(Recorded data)
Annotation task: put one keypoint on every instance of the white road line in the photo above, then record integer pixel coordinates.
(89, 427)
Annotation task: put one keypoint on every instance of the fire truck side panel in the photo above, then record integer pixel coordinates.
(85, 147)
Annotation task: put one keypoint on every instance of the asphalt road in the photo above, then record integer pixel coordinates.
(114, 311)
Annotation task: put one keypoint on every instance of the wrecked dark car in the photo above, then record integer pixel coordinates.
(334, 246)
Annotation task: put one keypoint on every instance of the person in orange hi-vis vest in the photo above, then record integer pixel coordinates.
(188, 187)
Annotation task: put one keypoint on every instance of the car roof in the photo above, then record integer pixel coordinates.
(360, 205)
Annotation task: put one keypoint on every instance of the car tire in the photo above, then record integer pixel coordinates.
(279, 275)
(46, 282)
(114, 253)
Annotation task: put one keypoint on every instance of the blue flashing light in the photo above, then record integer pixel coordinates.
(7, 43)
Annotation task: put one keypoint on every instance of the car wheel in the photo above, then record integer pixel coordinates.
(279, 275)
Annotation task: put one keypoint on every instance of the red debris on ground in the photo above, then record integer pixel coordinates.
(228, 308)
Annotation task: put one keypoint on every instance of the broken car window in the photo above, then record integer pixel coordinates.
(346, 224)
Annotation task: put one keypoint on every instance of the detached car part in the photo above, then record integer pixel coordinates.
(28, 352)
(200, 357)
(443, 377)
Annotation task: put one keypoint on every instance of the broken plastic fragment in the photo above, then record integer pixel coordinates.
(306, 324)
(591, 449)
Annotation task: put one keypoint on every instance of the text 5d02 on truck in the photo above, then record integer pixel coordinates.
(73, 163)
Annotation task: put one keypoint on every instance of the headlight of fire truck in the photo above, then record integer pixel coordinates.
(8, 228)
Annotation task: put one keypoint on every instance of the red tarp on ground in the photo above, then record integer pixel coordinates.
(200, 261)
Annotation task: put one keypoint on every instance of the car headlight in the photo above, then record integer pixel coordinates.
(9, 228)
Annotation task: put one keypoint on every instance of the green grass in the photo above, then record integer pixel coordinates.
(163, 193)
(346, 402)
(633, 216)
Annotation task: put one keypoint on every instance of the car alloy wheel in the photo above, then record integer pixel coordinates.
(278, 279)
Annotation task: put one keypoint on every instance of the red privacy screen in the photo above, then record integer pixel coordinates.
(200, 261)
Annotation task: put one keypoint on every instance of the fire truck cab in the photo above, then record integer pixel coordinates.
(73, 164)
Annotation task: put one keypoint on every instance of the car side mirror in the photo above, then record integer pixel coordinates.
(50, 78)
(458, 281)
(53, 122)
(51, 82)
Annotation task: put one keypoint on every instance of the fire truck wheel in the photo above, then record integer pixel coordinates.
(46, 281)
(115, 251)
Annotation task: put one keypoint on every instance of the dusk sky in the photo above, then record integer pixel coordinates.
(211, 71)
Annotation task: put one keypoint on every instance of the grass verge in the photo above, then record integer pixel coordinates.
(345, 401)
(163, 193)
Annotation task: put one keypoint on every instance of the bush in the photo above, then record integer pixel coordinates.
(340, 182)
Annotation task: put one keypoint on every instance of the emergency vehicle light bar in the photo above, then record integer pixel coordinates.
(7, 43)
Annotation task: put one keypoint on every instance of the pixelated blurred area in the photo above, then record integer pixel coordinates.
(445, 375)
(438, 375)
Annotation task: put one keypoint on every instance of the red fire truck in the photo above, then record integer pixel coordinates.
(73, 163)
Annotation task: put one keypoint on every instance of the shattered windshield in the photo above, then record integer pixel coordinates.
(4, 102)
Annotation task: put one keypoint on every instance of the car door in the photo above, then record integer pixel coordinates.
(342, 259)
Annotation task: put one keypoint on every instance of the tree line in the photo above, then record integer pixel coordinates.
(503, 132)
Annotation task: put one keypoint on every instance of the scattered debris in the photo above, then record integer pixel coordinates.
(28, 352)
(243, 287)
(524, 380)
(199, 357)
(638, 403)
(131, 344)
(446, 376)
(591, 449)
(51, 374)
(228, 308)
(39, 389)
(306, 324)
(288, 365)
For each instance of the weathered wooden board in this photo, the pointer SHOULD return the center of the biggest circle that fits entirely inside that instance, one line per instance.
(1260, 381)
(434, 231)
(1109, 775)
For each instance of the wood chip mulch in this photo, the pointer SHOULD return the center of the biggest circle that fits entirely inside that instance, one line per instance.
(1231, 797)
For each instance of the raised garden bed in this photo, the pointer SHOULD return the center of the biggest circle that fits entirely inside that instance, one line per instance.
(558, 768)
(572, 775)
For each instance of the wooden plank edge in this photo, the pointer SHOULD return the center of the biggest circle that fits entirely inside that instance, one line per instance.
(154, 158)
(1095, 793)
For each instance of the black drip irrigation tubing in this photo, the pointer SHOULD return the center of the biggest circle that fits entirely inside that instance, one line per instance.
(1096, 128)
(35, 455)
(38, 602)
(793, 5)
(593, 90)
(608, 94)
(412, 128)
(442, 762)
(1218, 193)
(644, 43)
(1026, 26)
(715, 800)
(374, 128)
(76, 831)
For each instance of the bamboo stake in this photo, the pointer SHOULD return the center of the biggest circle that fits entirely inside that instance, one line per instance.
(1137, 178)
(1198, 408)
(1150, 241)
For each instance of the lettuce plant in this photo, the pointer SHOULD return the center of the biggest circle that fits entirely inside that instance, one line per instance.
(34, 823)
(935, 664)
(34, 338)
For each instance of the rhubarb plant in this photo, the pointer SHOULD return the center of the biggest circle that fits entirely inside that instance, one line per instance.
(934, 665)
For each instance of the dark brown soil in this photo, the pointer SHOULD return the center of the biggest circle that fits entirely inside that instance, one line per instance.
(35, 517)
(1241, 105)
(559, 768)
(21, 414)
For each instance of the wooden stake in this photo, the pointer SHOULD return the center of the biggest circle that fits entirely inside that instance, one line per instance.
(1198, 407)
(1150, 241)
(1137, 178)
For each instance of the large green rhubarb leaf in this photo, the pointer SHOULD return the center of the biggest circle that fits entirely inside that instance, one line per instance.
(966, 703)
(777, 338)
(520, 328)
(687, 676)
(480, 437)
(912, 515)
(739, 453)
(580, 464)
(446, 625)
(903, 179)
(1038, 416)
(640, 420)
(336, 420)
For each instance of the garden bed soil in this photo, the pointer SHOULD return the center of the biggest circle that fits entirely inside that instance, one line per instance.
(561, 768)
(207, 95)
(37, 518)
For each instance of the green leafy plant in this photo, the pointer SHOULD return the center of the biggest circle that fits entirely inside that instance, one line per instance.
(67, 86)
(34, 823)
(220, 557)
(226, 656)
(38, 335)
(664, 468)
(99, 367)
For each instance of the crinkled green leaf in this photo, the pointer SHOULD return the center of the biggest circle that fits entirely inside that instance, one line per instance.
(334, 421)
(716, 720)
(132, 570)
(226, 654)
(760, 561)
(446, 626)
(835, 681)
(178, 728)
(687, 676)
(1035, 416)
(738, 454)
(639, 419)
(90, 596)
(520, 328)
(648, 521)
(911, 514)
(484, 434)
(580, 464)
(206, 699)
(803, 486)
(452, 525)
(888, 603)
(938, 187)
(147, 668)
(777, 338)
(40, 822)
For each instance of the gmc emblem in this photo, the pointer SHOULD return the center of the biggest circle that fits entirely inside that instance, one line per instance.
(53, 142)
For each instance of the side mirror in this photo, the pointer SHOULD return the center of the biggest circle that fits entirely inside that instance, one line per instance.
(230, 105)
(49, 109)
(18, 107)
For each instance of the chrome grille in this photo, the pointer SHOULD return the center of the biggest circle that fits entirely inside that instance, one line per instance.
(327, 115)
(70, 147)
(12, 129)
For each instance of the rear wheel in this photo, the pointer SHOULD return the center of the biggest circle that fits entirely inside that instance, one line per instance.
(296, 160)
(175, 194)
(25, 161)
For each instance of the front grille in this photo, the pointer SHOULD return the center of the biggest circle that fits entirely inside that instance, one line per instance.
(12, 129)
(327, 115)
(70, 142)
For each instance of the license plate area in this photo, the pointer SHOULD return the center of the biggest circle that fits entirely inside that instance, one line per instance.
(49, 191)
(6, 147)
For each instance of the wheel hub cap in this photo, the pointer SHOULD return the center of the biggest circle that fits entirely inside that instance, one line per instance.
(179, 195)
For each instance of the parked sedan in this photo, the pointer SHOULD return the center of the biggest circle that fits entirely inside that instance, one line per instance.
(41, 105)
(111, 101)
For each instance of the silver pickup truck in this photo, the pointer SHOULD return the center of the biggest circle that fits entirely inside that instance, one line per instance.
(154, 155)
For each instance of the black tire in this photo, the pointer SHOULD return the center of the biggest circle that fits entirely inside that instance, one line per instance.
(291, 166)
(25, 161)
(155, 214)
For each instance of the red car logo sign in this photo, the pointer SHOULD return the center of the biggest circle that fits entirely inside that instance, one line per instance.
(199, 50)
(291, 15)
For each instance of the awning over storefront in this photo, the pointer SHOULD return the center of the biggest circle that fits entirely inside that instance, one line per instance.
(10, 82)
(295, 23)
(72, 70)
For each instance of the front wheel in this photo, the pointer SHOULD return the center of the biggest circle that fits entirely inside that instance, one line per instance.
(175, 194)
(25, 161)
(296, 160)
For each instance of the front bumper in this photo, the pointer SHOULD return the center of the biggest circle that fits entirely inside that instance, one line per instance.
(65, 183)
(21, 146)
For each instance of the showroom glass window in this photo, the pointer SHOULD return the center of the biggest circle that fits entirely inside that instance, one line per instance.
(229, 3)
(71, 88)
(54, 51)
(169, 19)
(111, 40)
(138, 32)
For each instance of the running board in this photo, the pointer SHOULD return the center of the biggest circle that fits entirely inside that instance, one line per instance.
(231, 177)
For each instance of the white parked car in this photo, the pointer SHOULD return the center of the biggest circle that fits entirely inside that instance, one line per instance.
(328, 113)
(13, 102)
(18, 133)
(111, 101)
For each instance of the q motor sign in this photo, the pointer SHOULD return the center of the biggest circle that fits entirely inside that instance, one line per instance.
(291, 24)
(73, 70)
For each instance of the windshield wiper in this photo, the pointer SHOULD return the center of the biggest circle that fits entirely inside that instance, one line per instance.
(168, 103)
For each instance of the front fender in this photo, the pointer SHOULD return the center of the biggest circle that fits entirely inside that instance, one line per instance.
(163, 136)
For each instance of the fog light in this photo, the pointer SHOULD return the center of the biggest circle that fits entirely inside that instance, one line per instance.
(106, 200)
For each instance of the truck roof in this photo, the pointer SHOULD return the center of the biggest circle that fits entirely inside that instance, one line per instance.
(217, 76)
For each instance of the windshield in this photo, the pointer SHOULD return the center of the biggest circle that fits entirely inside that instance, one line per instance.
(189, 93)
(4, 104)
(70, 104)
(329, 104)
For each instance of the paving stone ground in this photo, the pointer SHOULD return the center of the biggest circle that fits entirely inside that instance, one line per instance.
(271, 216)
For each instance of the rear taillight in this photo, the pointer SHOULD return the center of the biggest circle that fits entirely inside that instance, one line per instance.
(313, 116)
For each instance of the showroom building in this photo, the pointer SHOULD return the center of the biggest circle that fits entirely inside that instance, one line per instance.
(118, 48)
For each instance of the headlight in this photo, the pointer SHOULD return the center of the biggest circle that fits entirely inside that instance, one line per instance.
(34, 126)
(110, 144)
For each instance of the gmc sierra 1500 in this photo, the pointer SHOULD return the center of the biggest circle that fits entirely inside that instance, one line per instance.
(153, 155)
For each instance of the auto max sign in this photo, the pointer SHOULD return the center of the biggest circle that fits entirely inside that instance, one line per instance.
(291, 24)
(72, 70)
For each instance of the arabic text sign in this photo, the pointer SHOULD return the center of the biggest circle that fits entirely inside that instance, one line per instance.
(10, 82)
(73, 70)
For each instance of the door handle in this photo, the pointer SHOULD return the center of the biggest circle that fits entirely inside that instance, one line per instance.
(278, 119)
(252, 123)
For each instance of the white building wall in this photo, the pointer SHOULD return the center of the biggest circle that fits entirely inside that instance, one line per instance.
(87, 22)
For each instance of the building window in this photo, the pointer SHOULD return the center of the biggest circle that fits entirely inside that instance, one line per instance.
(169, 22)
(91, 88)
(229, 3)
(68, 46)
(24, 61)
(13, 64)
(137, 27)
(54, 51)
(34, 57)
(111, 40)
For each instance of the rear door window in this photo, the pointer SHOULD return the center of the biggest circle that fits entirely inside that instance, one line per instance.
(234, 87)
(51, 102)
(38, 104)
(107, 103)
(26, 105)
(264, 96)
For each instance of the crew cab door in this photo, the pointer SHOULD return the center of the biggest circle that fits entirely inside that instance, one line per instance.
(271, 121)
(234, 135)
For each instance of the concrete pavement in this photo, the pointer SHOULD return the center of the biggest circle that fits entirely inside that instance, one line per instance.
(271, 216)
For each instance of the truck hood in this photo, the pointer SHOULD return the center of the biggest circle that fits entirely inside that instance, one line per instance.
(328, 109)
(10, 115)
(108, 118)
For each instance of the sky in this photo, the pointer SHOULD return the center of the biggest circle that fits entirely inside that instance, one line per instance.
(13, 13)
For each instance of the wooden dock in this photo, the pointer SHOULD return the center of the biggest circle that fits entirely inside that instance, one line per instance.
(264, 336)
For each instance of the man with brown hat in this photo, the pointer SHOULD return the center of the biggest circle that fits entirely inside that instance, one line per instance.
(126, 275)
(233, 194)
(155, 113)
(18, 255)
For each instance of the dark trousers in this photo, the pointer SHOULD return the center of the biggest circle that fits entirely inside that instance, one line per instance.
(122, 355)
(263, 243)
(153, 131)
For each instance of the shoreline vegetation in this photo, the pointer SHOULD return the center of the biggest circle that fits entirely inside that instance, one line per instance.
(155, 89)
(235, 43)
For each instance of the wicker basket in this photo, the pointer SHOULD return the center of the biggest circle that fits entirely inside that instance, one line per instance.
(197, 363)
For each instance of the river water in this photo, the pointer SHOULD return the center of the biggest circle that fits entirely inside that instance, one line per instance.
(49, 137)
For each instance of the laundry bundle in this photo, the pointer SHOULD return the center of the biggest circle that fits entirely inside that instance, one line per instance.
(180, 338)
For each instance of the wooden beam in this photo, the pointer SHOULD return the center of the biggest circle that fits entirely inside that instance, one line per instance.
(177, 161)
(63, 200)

| Problem statement |
In the entries above, find the line containing "For each instance of the man". Set down that line and every line after it through the last one, exactly and alone.

| Response to this exercise |
For each instance of the man with brown hat in this photo, the pointer SHOULD return the center of the biggest circle that fits entirely inside that instance, one line per instance.
(126, 275)
(233, 194)
(155, 113)
(18, 255)
For each instance of the dark trousers in this photo, the pointer SHOULD return the center of the biggest circle that fits entirely inside that instance, one line per instance.
(122, 355)
(263, 243)
(153, 131)
For each instance of the shoreline vegetation in this photo, the pointer SHOULD return the center of the biggest circle that fits entirely inside that instance, one line per instance.
(155, 89)
(235, 43)
For each instance of the wicker basket in this photo, the pointer SHOULD return the center of the biggest circle that fits entirely inside that instance, one line per instance.
(197, 363)
For each instance of the river water in this photo, the pointer SHOULD return the center of the biggest circle that fits entirely inside that instance, one line per instance.
(49, 137)
For each instance of the laundry bundle in this photo, the pointer SHOULD return the center of the biggest circle that fits entirely inside that instance, one line per instance.
(180, 338)
For each instance of the wooden beam in this photo, the pointer SHOULD return the center of the biggest circle that fits entirely inside that instance, one line per instance.
(177, 161)
(63, 200)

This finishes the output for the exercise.